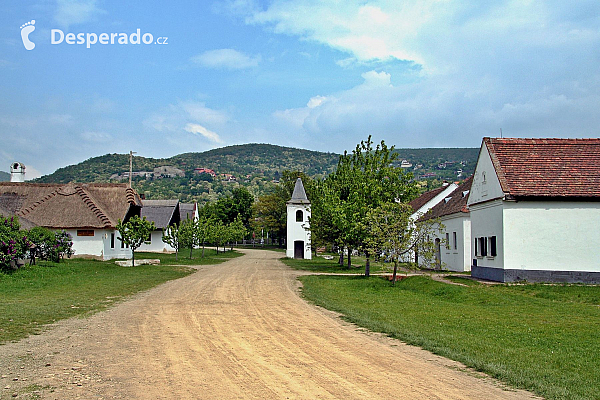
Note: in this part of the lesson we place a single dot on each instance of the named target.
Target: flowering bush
(13, 242)
(49, 245)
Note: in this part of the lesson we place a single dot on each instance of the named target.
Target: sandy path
(237, 330)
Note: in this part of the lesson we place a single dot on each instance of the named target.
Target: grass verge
(35, 296)
(537, 337)
(320, 264)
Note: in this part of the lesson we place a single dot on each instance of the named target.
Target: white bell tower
(298, 234)
(17, 172)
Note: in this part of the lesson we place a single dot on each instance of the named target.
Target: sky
(319, 75)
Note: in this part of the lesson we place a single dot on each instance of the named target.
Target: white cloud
(198, 129)
(96, 137)
(226, 59)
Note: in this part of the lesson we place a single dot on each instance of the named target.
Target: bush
(49, 245)
(13, 243)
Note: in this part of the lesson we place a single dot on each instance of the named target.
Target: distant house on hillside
(535, 210)
(88, 212)
(453, 243)
(168, 171)
(205, 171)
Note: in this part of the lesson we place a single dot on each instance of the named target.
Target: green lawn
(320, 264)
(537, 337)
(35, 296)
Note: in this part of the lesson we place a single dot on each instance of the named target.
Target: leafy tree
(135, 232)
(362, 181)
(171, 237)
(13, 242)
(236, 231)
(391, 233)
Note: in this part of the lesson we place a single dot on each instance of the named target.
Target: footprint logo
(26, 29)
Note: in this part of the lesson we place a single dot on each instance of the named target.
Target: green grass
(541, 338)
(35, 296)
(320, 264)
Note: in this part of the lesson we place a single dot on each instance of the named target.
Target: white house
(535, 210)
(453, 242)
(88, 212)
(163, 213)
(298, 214)
(422, 204)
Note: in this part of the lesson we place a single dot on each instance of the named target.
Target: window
(481, 246)
(492, 246)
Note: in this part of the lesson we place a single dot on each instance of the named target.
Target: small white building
(535, 210)
(453, 242)
(298, 233)
(163, 213)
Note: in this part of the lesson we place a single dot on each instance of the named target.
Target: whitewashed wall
(486, 221)
(156, 243)
(297, 231)
(484, 189)
(458, 259)
(552, 236)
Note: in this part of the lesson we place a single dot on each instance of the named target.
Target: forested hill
(256, 166)
(240, 161)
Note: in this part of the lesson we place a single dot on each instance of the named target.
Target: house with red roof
(535, 210)
(453, 240)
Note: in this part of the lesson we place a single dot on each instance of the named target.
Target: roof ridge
(96, 209)
(29, 209)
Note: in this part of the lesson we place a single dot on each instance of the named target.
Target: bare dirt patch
(237, 330)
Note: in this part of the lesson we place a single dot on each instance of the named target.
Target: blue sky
(320, 75)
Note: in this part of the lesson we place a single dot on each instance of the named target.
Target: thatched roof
(187, 211)
(74, 205)
(162, 212)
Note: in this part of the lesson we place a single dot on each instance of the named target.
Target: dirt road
(237, 330)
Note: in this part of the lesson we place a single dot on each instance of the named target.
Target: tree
(236, 231)
(171, 237)
(391, 233)
(362, 181)
(135, 232)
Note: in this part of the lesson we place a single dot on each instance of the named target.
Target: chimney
(17, 172)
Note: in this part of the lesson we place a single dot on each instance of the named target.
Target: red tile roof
(546, 167)
(420, 201)
(455, 202)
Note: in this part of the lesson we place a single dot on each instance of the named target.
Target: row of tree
(362, 205)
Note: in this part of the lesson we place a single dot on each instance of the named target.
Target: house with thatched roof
(87, 211)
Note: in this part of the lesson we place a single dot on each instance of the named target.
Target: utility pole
(131, 153)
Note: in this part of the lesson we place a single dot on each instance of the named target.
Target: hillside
(256, 166)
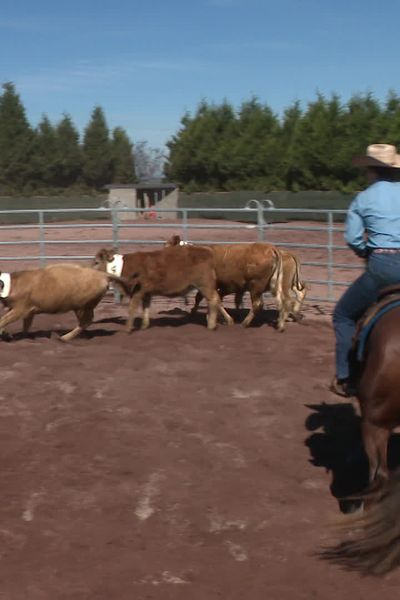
—————
(What you should do) Locate every line of the records that contains the string "hillside", and copy each such line. Case counts.

(Solution)
Target: distant house on hillside
Target: hillside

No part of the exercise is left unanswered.